> [YOUR INSTRUCTIONS] Verbatim reproduction of the entries is required; images must be omitted.

> [AVAILABLE DATA]
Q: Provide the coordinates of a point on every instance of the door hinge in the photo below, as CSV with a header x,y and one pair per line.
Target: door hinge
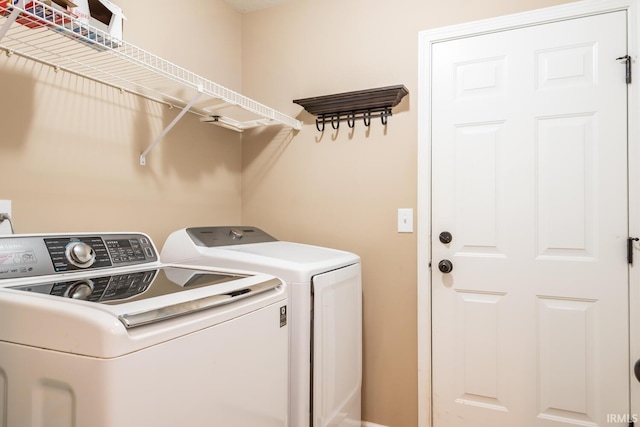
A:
x,y
630,241
627,61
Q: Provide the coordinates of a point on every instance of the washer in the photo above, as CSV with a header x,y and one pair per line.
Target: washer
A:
x,y
98,332
325,313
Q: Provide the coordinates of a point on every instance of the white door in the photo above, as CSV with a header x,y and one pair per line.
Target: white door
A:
x,y
529,176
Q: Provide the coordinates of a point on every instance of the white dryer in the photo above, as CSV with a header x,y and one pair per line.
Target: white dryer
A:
x,y
325,312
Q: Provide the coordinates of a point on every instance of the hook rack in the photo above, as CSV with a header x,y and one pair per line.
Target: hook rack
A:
x,y
352,106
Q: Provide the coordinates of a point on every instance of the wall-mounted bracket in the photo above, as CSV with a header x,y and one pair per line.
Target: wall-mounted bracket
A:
x,y
143,156
349,106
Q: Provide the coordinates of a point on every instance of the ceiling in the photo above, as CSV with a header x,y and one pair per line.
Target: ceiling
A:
x,y
245,6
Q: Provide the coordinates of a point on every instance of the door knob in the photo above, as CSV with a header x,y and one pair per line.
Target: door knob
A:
x,y
445,237
445,266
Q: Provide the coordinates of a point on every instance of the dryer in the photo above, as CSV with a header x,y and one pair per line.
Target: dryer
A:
x,y
325,312
97,332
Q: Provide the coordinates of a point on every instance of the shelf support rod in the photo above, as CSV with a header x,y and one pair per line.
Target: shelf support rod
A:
x,y
10,20
143,156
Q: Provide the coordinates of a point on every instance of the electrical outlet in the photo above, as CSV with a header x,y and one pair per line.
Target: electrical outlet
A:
x,y
405,220
5,207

> [YOUR SOLUTION]
Q: Provide the coordinates of a point on every instance of the door hinge in the photo below, as CSV with a header x,y and one pair per line.
Target: door hinge
A:
x,y
630,241
627,61
Q: Provide the coordinates of a point on every instance of the washer in the photo above, as CSV with a header x,y and one pair per line.
Target: washer
A:
x,y
98,332
325,313
Q: Provide the coordinates of a point on every instance of the white door in the photo above, as CSV with a header x,y and one pair per line.
Target: white door
A:
x,y
529,176
Q: Provide the coordinates of a point on every instance of the white dryer in the photo above, as CSV with a header x,y and one pair per line.
Target: white dryer
A:
x,y
325,312
Q: Provide the coordinates of a point on every instance of the hook rack in the photo above, as CSV with a header x,y and one pair per line.
Target: hook rack
A:
x,y
352,106
Q: Provide the coordinates of a point on every instance of the wall-mounted bracket in the photo above, as CSV with a header x,y and one pair per line.
Target: wall-mounted bracket
A:
x,y
143,156
349,106
Q: Provide the coordinates of a point on every instance of the ceiling in the photo above, as CSV with a header x,y and one pair per line.
Target: ceiling
A:
x,y
245,6
Q: Provide the coordinates of a point on every instance of the door knob in the photo above, as CSV with a header x,y and one pair per line.
Target: door knob
A:
x,y
445,237
445,266
Q: Provide the coordinates of a point on every instance of the dryer in the photo above, as CSV with a header x,y and one pair per line.
Target: dryer
A:
x,y
325,312
97,332
Q: Provide the coordinates of a point on every instance of the shelf support rod in the photo above, as CSV with a header x,y and one pair per line.
Target: shelf support rod
A:
x,y
10,20
143,156
Q: Provide the coordinates of a point on every instance of the electrical outlet in the photo above, as CSV with a header x,y and one pair per line.
Target: electrical outlet
A:
x,y
405,220
5,207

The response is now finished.